#### [Source extract]

⟨

A realistic way to look at your federal income taxes
R. Simi Lyss
We have all been subject to various explanations relating to the absolutely astounding numbers of dollars that our federal government spends each year.
Numbers of billions or trillions are just plain difficult to comprehend.
And when authors try to explain how large these numbers are, they often use an analogy which is just as hard to understand (try to comprehend the number of inches between the Earth and the sun).
There has to be a better way, and I’d like to propose a useful way of thinking about the dollars our federal government spends. This current year, the federal government will spend approximately 3.8 trillion bucks. But how does this number relate to each of us?
Let’s assume you are paying $10,000 in federal income tax this year (I think I envy you). If the feds spend $3.8 trillion this year as currently projected, a relatively straightforward calculation will show that for each billion dollars the government spends, a little more than $2.50 comes out of your pocket.
Obviously, if the government spends $10 billion on something, such as a new large aircraft carrier, $25 of that came out of your very own pocket. Also, each time the feds spend $100 billion, your forced contribution is $250. These are numbers we can all relate to and I find them pretty scary.
If you also take into account that approximately 40 percent of what the feds spend this year is “borrowed” (read ‘printed’ without the backup of assets of any kind), it is actually quite a bit worse.

⟩

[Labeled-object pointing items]
⟨

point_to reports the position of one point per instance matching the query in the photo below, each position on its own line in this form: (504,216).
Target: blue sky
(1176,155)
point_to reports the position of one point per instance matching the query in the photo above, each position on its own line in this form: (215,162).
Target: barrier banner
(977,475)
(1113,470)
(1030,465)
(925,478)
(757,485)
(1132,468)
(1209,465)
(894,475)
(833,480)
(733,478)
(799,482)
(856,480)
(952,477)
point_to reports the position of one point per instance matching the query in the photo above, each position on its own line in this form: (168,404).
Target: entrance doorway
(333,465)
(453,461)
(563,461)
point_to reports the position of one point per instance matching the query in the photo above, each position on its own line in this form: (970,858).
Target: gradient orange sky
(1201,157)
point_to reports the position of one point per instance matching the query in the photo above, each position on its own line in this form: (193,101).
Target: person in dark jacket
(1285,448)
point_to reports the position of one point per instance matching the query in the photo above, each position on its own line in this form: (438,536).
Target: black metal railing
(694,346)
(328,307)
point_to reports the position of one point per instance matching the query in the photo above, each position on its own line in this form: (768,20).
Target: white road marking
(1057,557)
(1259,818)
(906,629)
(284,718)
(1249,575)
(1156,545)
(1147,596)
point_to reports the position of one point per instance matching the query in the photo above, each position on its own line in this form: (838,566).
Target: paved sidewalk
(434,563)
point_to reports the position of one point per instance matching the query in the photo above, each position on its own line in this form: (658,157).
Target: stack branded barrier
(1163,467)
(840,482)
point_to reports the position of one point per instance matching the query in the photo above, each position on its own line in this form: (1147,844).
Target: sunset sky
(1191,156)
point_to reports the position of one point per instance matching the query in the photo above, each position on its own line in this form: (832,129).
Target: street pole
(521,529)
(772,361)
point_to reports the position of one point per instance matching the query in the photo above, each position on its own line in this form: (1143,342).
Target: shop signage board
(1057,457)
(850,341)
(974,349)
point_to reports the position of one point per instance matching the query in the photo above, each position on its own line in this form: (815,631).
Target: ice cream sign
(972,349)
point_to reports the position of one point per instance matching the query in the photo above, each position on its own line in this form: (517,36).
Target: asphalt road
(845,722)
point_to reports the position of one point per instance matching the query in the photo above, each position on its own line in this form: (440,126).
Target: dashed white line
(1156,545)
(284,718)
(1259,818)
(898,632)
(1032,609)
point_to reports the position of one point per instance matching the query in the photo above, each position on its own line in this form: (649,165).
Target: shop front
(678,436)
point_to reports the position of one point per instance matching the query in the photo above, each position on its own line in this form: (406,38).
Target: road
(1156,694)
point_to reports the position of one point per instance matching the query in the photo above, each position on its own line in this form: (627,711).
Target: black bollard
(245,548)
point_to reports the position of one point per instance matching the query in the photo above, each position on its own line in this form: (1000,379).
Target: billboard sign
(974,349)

⟩

#### [Exercise]
Decide whether each statement agrees with the piece on federal income taxes. Answer yes or no for each and quote the deciding words. 1. The federal government will spend about 3.8 trillion dollars this year. 2. For someone paying $10,000 in federal income tax, a $10 billion expenditure takes $250 from their pocket. 3. About 40 percent of what the federal government spends this year is borrowed.

#### [Solution for this problem]
1. Yes: "the federal government will spend approximately 3.8 trillion bucks"
2. No: "if the government spends $10 billion on something, such as a new large aircraft carrier, $25 of that came out of your very own pocket"
3. Yes: "approximately 40 percent of what the feds spend this year is “borrowed”"